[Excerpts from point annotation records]

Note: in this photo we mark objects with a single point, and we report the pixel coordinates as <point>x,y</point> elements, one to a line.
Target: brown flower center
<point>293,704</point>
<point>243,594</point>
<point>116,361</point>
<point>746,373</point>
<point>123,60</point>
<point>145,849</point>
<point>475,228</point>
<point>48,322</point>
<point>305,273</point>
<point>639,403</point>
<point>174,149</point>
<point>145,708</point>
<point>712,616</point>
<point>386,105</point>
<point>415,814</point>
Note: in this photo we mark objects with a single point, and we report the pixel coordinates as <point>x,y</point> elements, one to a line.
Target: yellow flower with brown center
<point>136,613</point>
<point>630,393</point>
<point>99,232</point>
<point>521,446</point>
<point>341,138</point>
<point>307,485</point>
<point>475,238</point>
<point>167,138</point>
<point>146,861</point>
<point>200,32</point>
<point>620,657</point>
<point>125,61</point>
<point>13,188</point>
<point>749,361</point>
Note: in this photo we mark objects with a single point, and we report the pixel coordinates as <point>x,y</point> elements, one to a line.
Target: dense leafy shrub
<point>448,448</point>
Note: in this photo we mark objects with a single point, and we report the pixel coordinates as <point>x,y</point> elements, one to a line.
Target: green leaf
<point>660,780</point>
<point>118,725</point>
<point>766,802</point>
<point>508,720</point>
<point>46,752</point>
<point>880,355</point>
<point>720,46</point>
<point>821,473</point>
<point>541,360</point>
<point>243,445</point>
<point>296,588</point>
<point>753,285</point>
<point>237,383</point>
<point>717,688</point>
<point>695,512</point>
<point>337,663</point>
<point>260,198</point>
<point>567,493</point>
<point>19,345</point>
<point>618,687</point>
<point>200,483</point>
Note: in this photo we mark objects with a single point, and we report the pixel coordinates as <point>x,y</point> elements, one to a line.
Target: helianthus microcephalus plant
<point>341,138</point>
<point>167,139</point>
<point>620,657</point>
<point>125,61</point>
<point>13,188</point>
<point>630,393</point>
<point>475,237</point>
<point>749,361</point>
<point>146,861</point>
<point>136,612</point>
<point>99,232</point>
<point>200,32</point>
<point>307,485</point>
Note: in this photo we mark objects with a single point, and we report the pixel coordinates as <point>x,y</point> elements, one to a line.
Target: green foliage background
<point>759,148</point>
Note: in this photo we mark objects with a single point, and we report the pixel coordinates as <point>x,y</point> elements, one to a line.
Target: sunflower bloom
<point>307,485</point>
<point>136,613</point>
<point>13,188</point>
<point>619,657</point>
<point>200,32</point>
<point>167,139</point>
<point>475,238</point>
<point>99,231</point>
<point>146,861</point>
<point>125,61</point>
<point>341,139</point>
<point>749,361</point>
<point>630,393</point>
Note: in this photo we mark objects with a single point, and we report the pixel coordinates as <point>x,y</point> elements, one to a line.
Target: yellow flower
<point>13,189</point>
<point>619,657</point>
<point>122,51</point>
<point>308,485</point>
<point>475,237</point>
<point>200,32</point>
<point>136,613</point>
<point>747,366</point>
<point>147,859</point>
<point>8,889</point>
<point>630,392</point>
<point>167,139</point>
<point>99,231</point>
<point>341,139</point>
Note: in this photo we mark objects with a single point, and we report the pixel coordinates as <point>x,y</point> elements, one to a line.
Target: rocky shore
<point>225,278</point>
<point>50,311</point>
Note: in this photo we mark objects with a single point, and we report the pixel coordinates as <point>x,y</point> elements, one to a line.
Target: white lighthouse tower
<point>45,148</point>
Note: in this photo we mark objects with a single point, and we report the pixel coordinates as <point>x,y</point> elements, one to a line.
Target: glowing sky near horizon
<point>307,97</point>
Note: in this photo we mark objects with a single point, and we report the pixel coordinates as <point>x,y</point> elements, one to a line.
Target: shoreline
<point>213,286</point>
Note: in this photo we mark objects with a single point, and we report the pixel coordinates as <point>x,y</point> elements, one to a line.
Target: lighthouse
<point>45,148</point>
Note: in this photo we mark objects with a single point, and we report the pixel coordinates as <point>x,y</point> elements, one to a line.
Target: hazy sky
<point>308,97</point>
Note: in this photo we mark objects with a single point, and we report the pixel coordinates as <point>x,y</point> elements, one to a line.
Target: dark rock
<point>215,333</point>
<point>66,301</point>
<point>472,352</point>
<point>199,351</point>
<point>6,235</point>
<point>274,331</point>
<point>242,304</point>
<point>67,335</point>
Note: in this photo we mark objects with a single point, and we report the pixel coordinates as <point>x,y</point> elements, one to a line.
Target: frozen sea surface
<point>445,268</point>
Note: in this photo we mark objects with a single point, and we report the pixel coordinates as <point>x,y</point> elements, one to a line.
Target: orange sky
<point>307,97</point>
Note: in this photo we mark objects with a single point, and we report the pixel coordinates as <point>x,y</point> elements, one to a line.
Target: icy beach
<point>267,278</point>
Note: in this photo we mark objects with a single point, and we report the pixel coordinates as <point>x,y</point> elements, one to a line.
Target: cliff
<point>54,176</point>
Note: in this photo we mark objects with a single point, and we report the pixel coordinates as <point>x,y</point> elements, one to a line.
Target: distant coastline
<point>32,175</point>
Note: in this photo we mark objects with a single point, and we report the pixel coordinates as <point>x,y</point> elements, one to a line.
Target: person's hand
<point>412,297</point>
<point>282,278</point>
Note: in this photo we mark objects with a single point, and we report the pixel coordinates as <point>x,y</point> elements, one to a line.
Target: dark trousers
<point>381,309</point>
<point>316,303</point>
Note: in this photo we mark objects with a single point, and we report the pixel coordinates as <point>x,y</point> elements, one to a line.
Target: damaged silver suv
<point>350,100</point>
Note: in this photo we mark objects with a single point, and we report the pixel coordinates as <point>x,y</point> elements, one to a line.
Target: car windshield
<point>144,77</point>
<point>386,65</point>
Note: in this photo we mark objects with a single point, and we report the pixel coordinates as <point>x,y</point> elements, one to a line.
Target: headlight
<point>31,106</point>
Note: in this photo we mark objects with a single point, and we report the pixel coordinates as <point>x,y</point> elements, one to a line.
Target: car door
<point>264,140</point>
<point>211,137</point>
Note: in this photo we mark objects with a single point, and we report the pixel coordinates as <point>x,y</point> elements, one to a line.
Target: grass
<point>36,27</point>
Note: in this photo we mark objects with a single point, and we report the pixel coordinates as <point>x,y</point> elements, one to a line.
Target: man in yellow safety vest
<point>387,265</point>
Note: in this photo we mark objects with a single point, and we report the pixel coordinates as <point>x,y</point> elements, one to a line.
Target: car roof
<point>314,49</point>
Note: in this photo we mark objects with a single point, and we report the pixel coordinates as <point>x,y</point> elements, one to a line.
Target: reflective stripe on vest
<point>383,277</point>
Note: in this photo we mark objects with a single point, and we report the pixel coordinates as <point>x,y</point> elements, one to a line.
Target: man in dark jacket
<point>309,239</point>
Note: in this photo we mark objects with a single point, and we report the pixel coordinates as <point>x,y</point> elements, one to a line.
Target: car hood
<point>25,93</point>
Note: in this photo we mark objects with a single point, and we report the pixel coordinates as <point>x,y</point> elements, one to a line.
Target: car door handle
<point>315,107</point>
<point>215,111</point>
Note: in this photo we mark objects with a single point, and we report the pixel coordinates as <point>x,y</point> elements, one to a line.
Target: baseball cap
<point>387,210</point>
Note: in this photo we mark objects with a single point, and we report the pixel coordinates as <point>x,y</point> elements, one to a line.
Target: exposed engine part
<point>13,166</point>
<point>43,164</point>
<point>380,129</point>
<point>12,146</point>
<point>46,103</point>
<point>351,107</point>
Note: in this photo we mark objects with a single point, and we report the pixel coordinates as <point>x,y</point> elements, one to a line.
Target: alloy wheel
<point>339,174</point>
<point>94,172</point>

[Required work] Copy every one of the records above word for word, line by line, with nothing changed.

[Response]
Note: in this photo we mark objects with a single point, and we report the pixel coordinates as <point>x,y</point> elements, one to a line.
Target: brown flower center
<point>293,704</point>
<point>243,594</point>
<point>116,361</point>
<point>746,373</point>
<point>123,60</point>
<point>145,849</point>
<point>475,228</point>
<point>48,322</point>
<point>305,273</point>
<point>639,403</point>
<point>174,149</point>
<point>145,708</point>
<point>712,616</point>
<point>386,105</point>
<point>415,814</point>
Note: in this photo we mark objects with a single point, and we report the pixel coordinates as <point>x,y</point> elements, one to a line.
Target: yellow flower with brown center
<point>136,613</point>
<point>630,393</point>
<point>99,232</point>
<point>521,446</point>
<point>341,138</point>
<point>307,485</point>
<point>475,238</point>
<point>167,138</point>
<point>146,861</point>
<point>200,32</point>
<point>620,657</point>
<point>125,61</point>
<point>13,188</point>
<point>749,361</point>
Note: in this photo we mark objects with a single point, and we report the pixel coordinates as <point>x,y</point> elements, one to a line.
Target: dense leafy shrub
<point>448,448</point>
Note: in this photo we mark objects with a single point, and we report the pixel coordinates as <point>x,y</point> elements, one to a line.
Target: green leaf
<point>660,780</point>
<point>118,725</point>
<point>766,802</point>
<point>508,720</point>
<point>46,752</point>
<point>880,355</point>
<point>720,46</point>
<point>821,473</point>
<point>541,360</point>
<point>243,445</point>
<point>296,588</point>
<point>753,285</point>
<point>237,383</point>
<point>717,688</point>
<point>695,512</point>
<point>337,663</point>
<point>260,198</point>
<point>567,493</point>
<point>19,345</point>
<point>618,687</point>
<point>200,483</point>
Note: in this photo we mark objects with a single point, and we report the pixel coordinates as <point>x,y</point> elements, one to a line.
Target: helianthus microcephalus plant
<point>341,138</point>
<point>167,139</point>
<point>620,657</point>
<point>125,61</point>
<point>13,188</point>
<point>630,393</point>
<point>475,237</point>
<point>749,361</point>
<point>146,861</point>
<point>136,612</point>
<point>99,232</point>
<point>200,32</point>
<point>307,485</point>
Note: in this photo we mark objects with a single point, and we report the pixel coordinates as <point>x,y</point> elements, one to a line.
Target: green foliage background
<point>759,148</point>
Note: in this photo we mark objects with a single point, and we report the pixel coordinates as <point>x,y</point> elements, one to a line.
Target: sunflower bloom
<point>307,485</point>
<point>136,613</point>
<point>13,188</point>
<point>619,657</point>
<point>200,32</point>
<point>167,139</point>
<point>475,238</point>
<point>99,231</point>
<point>146,861</point>
<point>125,61</point>
<point>341,139</point>
<point>749,361</point>
<point>630,393</point>
Note: in this photo we mark objects with a single point, and we report the pixel coordinates as <point>x,y</point> elements, one to a line.
Target: yellow flower
<point>13,189</point>
<point>619,657</point>
<point>122,51</point>
<point>308,485</point>
<point>475,237</point>
<point>200,32</point>
<point>136,613</point>
<point>747,366</point>
<point>147,859</point>
<point>8,889</point>
<point>630,392</point>
<point>167,139</point>
<point>99,231</point>
<point>341,139</point>
Note: in this photo we mark objects with a single point, and we report the pixel coordinates as <point>x,y</point> elements, one to a line.
Target: rocky shore
<point>225,278</point>
<point>50,311</point>
Note: in this photo we mark objects with a single point, and we report the pixel coordinates as <point>x,y</point> elements, one to a line.
Target: white lighthouse tower
<point>45,148</point>
Note: in this photo we mark objects with a single point, and we report the pixel coordinates as <point>x,y</point> elements, one to a line.
Target: glowing sky near horizon
<point>307,97</point>
Note: in this photo we mark objects with a single point, and we report the pixel coordinates as <point>x,y</point> elements, one to a line.
Target: shoreline
<point>213,286</point>
Note: in this photo we mark objects with a single point, and we report the pixel coordinates as <point>x,y</point> elements, one to a line.
Target: lighthouse
<point>45,148</point>
Note: in this photo we mark objects with a single point, and we report the pixel coordinates as <point>x,y</point> elements, one to a line.
Target: hazy sky
<point>308,97</point>
Note: in this photo we mark objects with a single point, and we report the pixel coordinates as <point>x,y</point> elements, one to a line.
Target: dark rock
<point>215,333</point>
<point>66,301</point>
<point>472,352</point>
<point>199,351</point>
<point>6,235</point>
<point>274,331</point>
<point>242,304</point>
<point>67,335</point>
Note: in this photo we mark objects with a single point, and we report the pixel coordinates as <point>x,y</point> elements, one to a line.
Target: frozen sea surface
<point>445,268</point>
Note: in this photo we mark objects with a single point, and we report the pixel coordinates as <point>x,y</point> elements, one to a line.
Target: orange sky
<point>307,97</point>
Note: in this photo we mark objects with a single point, and we report the pixel coordinates as <point>x,y</point> elements, one to a line.
Target: icy beach
<point>267,278</point>
Note: in this photo we mark objects with a single point, and we report the pixel coordinates as <point>x,y</point> elements, one to a line.
Target: cliff
<point>54,176</point>
Note: in this photo we mark objects with a single point, and we report the pixel coordinates as <point>x,y</point> elements, one to a line.
Target: distant coastline
<point>32,175</point>
Note: in this photo we mark objects with a single point, and we report the pixel coordinates as <point>x,y</point> elements, one to a line.
Target: person's hand
<point>412,297</point>
<point>282,278</point>
Note: in this photo we mark objects with a single point, and we report the pixel coordinates as <point>x,y</point> elements, one to a line.
Target: dark trousers
<point>381,309</point>
<point>316,303</point>
Note: in this photo we mark objects with a single point, and we report the pixel coordinates as <point>x,y</point> elements, one to a line.
Target: damaged silver suv
<point>350,100</point>
Note: in this photo we mark objects with a single point, and we report the pixel coordinates as <point>x,y</point> elements, one to a line.
Target: car windshield
<point>144,77</point>
<point>386,65</point>
Note: in this photo we mark objects with a single point, and we report the pixel coordinates as <point>x,y</point> elements, one to a line.
Target: headlight
<point>31,106</point>
Note: in this photo we mark objects with a single point, and we report the pixel coordinates as <point>x,y</point> elements, one to a line.
Target: car door
<point>264,140</point>
<point>211,137</point>
Note: in this photo we mark objects with a single point, and we report the pixel coordinates as <point>x,y</point> elements, one to a line.
Target: grass
<point>36,27</point>
Note: in this photo we mark objects with a single point, and we report the pixel coordinates as <point>x,y</point> elements, one to a line.
Target: man in yellow safety vest
<point>387,265</point>
Note: in this photo we mark objects with a single point, and we report the pixel coordinates as <point>x,y</point> elements, one to a line.
Target: car roof
<point>314,49</point>
Note: in this photo we mark objects with a single point, and we report the pixel coordinates as <point>x,y</point> elements, one to a line.
Target: reflective stripe on vest
<point>383,277</point>
Note: in this photo we mark objects with a single point, and we report the pixel coordinates as <point>x,y</point> elements, one to a line.
Target: man in dark jacket
<point>309,239</point>
Note: in this photo we mark objects with a single point, and we report the pixel coordinates as <point>x,y</point> elements, one to a line.
Target: car hood
<point>25,93</point>
Note: in this photo we mark objects with a single point, and we report the pixel coordinates as <point>x,y</point> elements, one to a line.
Target: car door handle
<point>315,107</point>
<point>215,111</point>
Note: in this photo we mark objects with a single point, and we report the pixel coordinates as <point>x,y</point> elements, one to a line.
Target: baseball cap
<point>387,210</point>
Note: in this photo we mark objects with a single point, and we report the pixel coordinates as <point>x,y</point> elements, one to a line.
Target: exposed engine part
<point>13,166</point>
<point>43,164</point>
<point>380,129</point>
<point>12,146</point>
<point>46,103</point>
<point>351,107</point>
Note: in this photo we mark objects with a single point, and we report the pixel coordinates as <point>x,y</point> elements, one to a line.
Target: alloy wheel
<point>339,174</point>
<point>94,172</point>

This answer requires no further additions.